**Brief 1:** Reproduce the article on startup valuations word for word, from "That’s not to" to "than 80 companies.", inclusive.
**Brief 2:** According to the article on startup valuations, which startups have investors valued at $1 billion or more in the past two years?
**Brief 3:** Write the next part of the article on startup valuations, starting after its final sentence.

As startups issue IPOs, many companies are seeing their stock evaluations lower than expected on the open market.
(TNS) — The soaring unicorns are falling back to Earth.
In the past two years, investors have valued dozens of startups — companies like Uber, Airbnb, Dropbox and Snapchat — at $1 billion or more, fantastical numbers that earned the companies the nickname of the mythical one-horned horse. But as Square prepares to go public Thursday, all signs point to a major reality check.
Earlier this month, Square, the San Francisco payments processor, said it expects Wall Street to value the company at up to $4.2 billion, considerably less than its original estimate of $6 billion. And late Wednesday, Reuters reported that Square could set its initial public offering price at $9, well below its earlier forecasted range, pushing the company’s valuation still lower. Last month, Pure Storage in Mountain View had its stock finish almost 6 percent lower than its original price of $17 per share during its first day of trading.
For investors to make money, a startup either goes public or gets bought, actions known as exits. But so far this year, five out of seven exits for tech unicorns earned a lower valuation than previous estimates, according to a report by Upfront Ventures in Los Angeles. By contrast, the same was only true for three out 12 exits in 2014.
“The market is rapidly correcting,” Mark Suster, the managing partner of Upfront Ventures who authored the report, said in an interview. “Valuations have gotten out of control. By any definition, I don’t think you can say what’s happening is anything other than a bubble.”
That’s not to say none of the unicorns are worth their private valuations. But in the rush to find the next Uber or Airbnb, investors ranging from traditional venture capitalists and mutual funds to investment banks and corporations have been throwing gobs of money at startups that probably don’t deserve it.
Over the past 18 months alone, the number of technology unicorns has nearly tripled to more than 80 companies.
“Either we’ve discovered magical beans and elixir or perhaps we’ve gotten ahead of ourselves on valuation,” Suster wrote.
The mega-values assigned to unicorns have even led to talk that companies don’t even need to go public — that they can somehow stay private indefinitely, continually raising venture capital to fund their activities and allowing investors in only through the burgeoning private stock markets.

**Data entries:**
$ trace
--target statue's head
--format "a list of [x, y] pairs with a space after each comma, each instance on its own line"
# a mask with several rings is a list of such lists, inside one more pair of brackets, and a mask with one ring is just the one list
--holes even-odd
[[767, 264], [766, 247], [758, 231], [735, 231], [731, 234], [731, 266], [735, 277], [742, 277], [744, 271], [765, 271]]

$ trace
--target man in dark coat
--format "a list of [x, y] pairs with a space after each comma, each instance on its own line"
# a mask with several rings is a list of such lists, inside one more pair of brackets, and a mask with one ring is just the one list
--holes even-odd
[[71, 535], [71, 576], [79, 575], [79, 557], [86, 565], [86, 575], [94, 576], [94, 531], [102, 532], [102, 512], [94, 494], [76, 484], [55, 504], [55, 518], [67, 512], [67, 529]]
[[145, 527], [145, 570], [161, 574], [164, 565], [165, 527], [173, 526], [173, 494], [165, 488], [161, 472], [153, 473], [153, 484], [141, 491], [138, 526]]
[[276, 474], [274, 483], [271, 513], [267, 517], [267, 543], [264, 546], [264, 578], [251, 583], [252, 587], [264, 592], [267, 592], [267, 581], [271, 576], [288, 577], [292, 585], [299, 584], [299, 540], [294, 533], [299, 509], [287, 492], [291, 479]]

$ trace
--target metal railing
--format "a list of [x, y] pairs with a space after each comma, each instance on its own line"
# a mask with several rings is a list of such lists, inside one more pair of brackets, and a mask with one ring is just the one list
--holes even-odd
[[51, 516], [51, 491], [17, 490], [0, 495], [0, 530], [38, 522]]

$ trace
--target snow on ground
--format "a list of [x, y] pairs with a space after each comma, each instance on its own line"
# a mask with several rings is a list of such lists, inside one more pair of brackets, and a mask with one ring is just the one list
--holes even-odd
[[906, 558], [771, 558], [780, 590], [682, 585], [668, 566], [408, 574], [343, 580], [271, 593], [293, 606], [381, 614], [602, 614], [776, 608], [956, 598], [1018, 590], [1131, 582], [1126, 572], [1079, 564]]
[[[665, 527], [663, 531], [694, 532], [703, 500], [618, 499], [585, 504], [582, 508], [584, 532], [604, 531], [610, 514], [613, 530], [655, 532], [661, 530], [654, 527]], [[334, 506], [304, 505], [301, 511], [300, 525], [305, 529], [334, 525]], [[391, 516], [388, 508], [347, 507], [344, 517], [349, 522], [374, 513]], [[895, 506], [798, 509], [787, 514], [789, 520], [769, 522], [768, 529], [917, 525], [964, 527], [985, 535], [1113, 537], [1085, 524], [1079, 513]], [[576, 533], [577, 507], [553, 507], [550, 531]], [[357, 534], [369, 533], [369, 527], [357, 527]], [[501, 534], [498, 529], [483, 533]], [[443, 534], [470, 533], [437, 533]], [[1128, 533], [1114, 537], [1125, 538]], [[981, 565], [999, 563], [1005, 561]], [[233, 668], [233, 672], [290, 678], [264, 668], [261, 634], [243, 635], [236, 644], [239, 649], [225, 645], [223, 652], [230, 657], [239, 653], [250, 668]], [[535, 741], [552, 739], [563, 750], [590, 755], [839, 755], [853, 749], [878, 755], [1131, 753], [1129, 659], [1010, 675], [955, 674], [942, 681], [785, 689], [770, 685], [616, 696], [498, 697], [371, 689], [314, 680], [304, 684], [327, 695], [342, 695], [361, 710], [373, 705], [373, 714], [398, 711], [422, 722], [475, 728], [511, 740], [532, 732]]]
* * *
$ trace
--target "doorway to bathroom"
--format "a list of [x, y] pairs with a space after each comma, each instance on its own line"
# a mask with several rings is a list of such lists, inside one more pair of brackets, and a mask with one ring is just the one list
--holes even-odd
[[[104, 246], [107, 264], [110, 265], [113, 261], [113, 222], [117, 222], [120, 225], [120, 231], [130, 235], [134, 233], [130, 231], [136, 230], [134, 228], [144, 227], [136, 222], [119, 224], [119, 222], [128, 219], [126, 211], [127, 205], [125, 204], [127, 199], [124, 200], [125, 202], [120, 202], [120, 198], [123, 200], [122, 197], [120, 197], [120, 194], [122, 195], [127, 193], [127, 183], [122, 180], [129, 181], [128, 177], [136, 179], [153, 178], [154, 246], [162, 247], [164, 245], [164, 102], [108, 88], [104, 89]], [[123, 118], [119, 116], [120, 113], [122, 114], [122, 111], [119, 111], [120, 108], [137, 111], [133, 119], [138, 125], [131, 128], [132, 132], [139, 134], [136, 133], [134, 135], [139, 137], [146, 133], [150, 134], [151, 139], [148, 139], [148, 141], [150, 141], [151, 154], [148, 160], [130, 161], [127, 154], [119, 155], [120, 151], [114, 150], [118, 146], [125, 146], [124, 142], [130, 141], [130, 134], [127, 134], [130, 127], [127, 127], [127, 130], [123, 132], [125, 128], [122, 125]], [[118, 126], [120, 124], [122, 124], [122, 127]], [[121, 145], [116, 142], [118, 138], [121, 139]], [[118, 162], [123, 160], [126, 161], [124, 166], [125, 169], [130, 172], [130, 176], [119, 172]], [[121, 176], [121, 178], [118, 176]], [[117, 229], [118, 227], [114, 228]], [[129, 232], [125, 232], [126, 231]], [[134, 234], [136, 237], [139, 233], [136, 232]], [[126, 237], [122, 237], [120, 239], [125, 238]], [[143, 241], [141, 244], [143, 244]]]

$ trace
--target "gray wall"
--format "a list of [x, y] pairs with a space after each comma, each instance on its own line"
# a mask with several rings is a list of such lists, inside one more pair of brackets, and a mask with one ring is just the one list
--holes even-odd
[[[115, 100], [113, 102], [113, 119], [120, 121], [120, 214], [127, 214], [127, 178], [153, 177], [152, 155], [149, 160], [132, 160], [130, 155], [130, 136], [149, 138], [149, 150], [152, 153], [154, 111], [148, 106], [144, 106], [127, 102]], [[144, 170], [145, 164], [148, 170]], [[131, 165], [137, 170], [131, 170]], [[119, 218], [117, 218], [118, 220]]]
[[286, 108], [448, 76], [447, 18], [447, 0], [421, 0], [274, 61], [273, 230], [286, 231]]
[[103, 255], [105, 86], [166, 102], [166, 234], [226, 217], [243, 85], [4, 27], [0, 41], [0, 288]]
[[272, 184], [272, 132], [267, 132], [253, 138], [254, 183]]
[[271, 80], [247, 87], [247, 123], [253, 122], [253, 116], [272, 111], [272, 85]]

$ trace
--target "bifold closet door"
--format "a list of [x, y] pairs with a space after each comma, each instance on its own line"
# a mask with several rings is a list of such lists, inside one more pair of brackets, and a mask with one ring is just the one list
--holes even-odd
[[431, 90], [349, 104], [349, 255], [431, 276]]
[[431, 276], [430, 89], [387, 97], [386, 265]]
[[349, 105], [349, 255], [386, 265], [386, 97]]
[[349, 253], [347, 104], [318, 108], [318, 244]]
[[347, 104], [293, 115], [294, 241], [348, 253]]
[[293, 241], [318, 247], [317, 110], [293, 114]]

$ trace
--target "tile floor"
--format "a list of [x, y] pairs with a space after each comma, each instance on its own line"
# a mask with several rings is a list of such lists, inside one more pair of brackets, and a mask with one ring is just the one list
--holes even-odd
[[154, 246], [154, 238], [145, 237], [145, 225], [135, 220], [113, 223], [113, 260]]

**Final answer 1:**
That’s not to say none of the unicorns are worth their private valuations. But in the rush to find the next Uber or Airbnb, investors ranging from traditional venture capitalists and mutual funds to investment banks and corporations have been throwing gobs of money at startups that probably don’t deserve it.
Over the past 18 months alone, the number of technology unicorns has nearly tripled to more than 80 companies.

**Final answer 2:** Uber, Airbnb, Dropbox, Snapchat

**Final answer 3:**
But Square’s situation clearly refutes that theory. The 6-year-old company has been growing rapidly, but Square is also burning through a lot of cash despite raising hundreds of millions of dollars from investors.
In 2014, Square generated $850.2 million, compared with $203 million two years prior, according to documents filed with the Securities and Exchange Commission. But the company’s operating losses jumped to $150.5 million from $85.4 million in the same period.
Square’s decision to go public also coincides with a disastrous partnership with Starbucks that the two companies recently ended. Last year, the Starbucks program, which allowed people to pay for coffees using Square’s tablet-based mobile payments system rather than traditional cash registers, cost Square $151 million to run. The partnership generated only $123 million in revenue, so Square essentially lost $28 million on the deal.
Now, Square needs cash, which is why the company is going public Thursday. But unlike private investors, Wall Street investors are not as impressed with these unicorns.
“Public investors have not lost their heads over the rapid growth of these companies,” said Matthew Kennedy, an analyst with Renaissance Capital in Greenwich, Conn., a research firm that focuses on IPOs.
For one thing, the public markets represent the collective wisdom of many more investors than a few select venture capitalists. And public-market investors are also much more aware of global uncertainty, meaning that recent turmoil in the Chinese and European stock markets sends more than a ripple of anxiety through U.S. investors.
Nevertheless, “I don’t think venture firms want to be holding onto these unicorns longer than they have to,” Kennedy said.
With the Federal Reserve poised to raise interest rates in December, expect more unicorns to fall short of their private valuations, said Kevin Kinsella, founder of Avalon Partners, a San Diego venture capital firm. Rising interest rates normally push investors toward more cautious assets like bonds instead of riskier bets on high-growth, cash-burning companies typical in the unicorn crowd, he said.
Combine these factors together and “we’re going to see a lot of busted unicorn horns,” Kinsella said.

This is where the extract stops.